◆ Data provided ◆
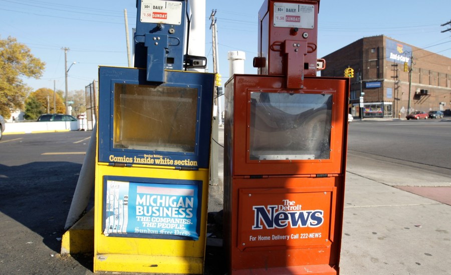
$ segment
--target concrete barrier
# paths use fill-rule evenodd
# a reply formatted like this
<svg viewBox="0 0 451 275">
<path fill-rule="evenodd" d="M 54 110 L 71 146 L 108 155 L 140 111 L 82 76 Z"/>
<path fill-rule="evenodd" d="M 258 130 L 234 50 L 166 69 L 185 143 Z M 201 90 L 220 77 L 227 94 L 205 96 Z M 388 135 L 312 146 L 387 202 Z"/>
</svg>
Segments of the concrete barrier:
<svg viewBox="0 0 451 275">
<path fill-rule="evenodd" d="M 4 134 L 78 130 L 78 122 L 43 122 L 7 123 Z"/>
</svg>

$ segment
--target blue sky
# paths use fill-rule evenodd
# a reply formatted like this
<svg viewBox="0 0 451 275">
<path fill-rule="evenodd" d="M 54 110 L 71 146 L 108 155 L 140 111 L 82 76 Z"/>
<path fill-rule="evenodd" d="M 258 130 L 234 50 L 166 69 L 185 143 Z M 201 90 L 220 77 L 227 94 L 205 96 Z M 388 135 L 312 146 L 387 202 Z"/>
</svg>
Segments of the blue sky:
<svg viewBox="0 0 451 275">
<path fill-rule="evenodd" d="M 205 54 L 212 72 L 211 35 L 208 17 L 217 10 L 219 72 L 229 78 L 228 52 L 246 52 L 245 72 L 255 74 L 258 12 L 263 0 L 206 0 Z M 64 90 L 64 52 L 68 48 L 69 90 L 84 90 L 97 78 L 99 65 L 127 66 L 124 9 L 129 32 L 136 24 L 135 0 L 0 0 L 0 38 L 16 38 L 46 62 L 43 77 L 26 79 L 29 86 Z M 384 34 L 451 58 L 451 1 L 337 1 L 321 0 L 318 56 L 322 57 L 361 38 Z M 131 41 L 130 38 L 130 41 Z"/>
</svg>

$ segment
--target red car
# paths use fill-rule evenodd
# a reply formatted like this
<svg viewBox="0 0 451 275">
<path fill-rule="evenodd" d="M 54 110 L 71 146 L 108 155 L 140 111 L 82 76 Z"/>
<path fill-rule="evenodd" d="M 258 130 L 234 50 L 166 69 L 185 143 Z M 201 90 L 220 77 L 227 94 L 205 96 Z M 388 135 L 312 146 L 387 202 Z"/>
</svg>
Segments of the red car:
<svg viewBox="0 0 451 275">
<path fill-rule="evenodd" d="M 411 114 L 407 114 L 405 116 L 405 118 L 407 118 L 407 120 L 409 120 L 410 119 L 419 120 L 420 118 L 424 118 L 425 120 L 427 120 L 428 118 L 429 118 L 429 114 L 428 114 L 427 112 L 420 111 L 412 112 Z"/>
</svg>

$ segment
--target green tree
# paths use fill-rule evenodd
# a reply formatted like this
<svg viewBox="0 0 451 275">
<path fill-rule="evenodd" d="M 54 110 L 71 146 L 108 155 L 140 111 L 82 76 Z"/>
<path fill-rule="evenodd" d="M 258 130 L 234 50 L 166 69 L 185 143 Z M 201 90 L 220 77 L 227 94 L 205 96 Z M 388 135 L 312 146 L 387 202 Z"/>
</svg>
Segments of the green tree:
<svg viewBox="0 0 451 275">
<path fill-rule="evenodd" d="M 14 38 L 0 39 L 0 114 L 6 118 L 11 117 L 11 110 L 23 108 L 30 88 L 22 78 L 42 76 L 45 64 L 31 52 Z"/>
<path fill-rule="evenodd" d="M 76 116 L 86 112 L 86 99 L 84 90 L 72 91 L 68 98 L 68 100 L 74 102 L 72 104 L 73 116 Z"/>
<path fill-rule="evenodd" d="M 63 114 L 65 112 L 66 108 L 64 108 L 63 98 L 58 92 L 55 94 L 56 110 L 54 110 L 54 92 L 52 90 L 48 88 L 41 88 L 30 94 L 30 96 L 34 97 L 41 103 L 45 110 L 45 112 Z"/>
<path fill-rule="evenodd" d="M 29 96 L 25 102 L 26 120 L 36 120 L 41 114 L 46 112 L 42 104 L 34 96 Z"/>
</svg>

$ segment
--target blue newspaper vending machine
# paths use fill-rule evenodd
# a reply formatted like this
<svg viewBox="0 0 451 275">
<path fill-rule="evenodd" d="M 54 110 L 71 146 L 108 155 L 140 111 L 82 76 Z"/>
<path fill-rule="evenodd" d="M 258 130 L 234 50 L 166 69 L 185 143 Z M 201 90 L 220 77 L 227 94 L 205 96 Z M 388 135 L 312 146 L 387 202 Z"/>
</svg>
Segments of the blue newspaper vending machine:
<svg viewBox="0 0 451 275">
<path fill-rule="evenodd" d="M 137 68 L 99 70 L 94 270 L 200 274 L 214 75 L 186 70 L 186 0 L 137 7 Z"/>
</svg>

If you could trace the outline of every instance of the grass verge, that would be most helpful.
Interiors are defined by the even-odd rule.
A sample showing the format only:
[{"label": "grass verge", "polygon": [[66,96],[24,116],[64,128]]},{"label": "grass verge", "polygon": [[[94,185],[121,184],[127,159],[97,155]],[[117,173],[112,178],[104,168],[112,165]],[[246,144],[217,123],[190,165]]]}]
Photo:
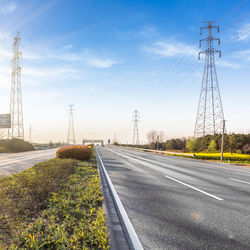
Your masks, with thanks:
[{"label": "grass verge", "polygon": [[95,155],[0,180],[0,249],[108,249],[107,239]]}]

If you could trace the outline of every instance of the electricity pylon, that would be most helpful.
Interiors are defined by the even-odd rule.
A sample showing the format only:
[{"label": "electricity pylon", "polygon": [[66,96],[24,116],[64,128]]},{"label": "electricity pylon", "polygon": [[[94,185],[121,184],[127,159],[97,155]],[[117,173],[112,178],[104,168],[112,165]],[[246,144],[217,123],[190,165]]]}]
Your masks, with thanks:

◆ Written request ◆
Repeat the material above word for word and skip every image in it.

◆ Written solution ◆
$ segment
--target concrete barrier
# paths use fill-rule evenodd
# a reply formatted like this
<svg viewBox="0 0 451 275">
<path fill-rule="evenodd" d="M 54 110 L 71 146 L 108 155 L 140 111 L 82 76 Z"/>
<path fill-rule="evenodd" d="M 258 130 L 234 50 L 166 69 L 185 143 Z M 201 90 L 220 77 L 227 94 L 205 96 Z M 388 135 L 312 146 L 387 202 Z"/>
</svg>
Segments of the concrete barrier:
<svg viewBox="0 0 451 275">
<path fill-rule="evenodd" d="M 4 134 L 78 130 L 78 122 L 43 122 L 7 123 Z"/>
</svg>

$ segment
--target blue sky
# paths use fill-rule evenodd
# a reply formatted like this
<svg viewBox="0 0 451 275">
<path fill-rule="evenodd" d="M 54 110 L 71 146 L 108 155 L 140 111 L 82 76 Z"/>
<path fill-rule="evenodd" d="M 258 130 L 234 50 L 166 69 L 185 143 Z M 201 90 L 220 77 L 227 94 L 205 96 Z M 388 135 L 312 146 L 387 202 Z"/>
</svg>
Segments of the blue sky:
<svg viewBox="0 0 451 275">
<path fill-rule="evenodd" d="M 205 54 L 212 72 L 211 35 L 208 17 L 217 10 L 219 72 L 229 78 L 228 52 L 246 52 L 245 72 L 255 74 L 258 12 L 263 0 L 206 0 Z M 64 90 L 64 52 L 68 48 L 69 90 L 84 90 L 97 78 L 99 65 L 127 66 L 124 9 L 129 32 L 136 24 L 135 0 L 0 0 L 0 38 L 16 38 L 46 62 L 43 77 L 26 79 L 29 86 Z M 384 34 L 451 58 L 451 1 L 337 1 L 321 0 L 318 56 L 322 57 L 361 38 Z M 131 41 L 130 38 L 130 41 Z"/>
</svg>

$ segment
--target red car
# paths use fill-rule evenodd
# a reply formatted like this
<svg viewBox="0 0 451 275">
<path fill-rule="evenodd" d="M 54 110 L 71 146 L 108 155 L 140 111 L 82 76 Z"/>
<path fill-rule="evenodd" d="M 258 130 L 234 50 L 166 69 L 185 143 Z M 201 90 L 220 77 L 227 94 L 205 96 Z M 388 135 L 312 146 L 387 202 Z"/>
</svg>
Segments of the red car:
<svg viewBox="0 0 451 275">
<path fill-rule="evenodd" d="M 411 114 L 407 114 L 405 116 L 405 118 L 407 118 L 407 120 L 409 120 L 410 119 L 419 120 L 420 118 L 424 118 L 425 120 L 427 120 L 428 118 L 429 118 L 429 114 L 428 114 L 427 112 L 420 111 L 412 112 Z"/>
</svg>

$ segment
--target green tree
# paths use fill-rule evenodd
# a reply formatted like this
<svg viewBox="0 0 451 275">
<path fill-rule="evenodd" d="M 54 110 L 71 146 L 108 155 L 140 111 L 82 76 Z"/>
<path fill-rule="evenodd" d="M 258 130 L 234 50 L 166 69 L 185 143 Z M 201 90 L 220 77 L 227 94 L 205 96 Z M 388 135 L 312 146 L 387 202 Z"/>
</svg>
Segments of the green tree:
<svg viewBox="0 0 451 275">
<path fill-rule="evenodd" d="M 14 38 L 0 39 L 0 114 L 6 118 L 11 117 L 11 110 L 23 108 L 30 88 L 22 78 L 42 76 L 45 64 L 31 52 Z"/>
<path fill-rule="evenodd" d="M 76 116 L 86 112 L 86 99 L 84 90 L 72 91 L 68 98 L 68 100 L 74 102 L 72 104 L 73 116 Z"/>
<path fill-rule="evenodd" d="M 63 114 L 65 112 L 66 108 L 64 108 L 63 98 L 58 92 L 55 94 L 56 110 L 54 110 L 54 92 L 52 90 L 48 88 L 41 88 L 30 94 L 30 96 L 34 97 L 41 103 L 45 110 L 45 112 Z"/>
<path fill-rule="evenodd" d="M 29 96 L 25 102 L 26 120 L 36 120 L 41 114 L 46 112 L 42 104 L 34 96 Z"/>
</svg>

$ segment
--target blue newspaper vending machine
# paths use fill-rule evenodd
# a reply formatted like this
<svg viewBox="0 0 451 275">
<path fill-rule="evenodd" d="M 54 110 L 71 146 L 108 155 L 140 111 L 82 76 Z"/>
<path fill-rule="evenodd" d="M 258 130 L 234 50 L 166 69 L 185 143 Z M 201 90 L 220 77 L 227 94 L 205 96 Z M 388 135 L 312 146 L 387 202 Z"/>
</svg>
Segments of the blue newspaper vending machine:
<svg viewBox="0 0 451 275">
<path fill-rule="evenodd" d="M 137 68 L 99 70 L 94 270 L 200 274 L 214 75 L 186 70 L 186 0 L 137 7 Z"/>
</svg>

If you could trace the outline of every instance of the grass verge, that would be most helpful.
Interiors are defined by the even-odd rule.
A sample showing the format only:
[{"label": "grass verge", "polygon": [[66,96],[24,116],[64,128]]},{"label": "grass verge", "polygon": [[[94,185],[121,184],[127,159],[97,155]],[[117,173],[112,178],[104,168],[112,165]],[[246,144],[217,123],[190,165]]]}]
Photo:
Your masks, with thanks:
[{"label": "grass verge", "polygon": [[95,155],[0,180],[0,249],[108,249],[107,239]]}]

If you could trace the outline of every instance of the electricity pylon, that would be most helpful.
Interiors are defined by the even-odd rule.
A sample showing the format only:
[{"label": "electricity pylon", "polygon": [[66,96],[24,116],[64,128]]},{"label": "electricity pylon", "polygon": [[[94,185],[121,184],[127,159],[97,155]],[[117,173],[112,178],[104,168],[112,165]],[[246,144],[217,123],[190,165]]]}]
Your masks, with thanks:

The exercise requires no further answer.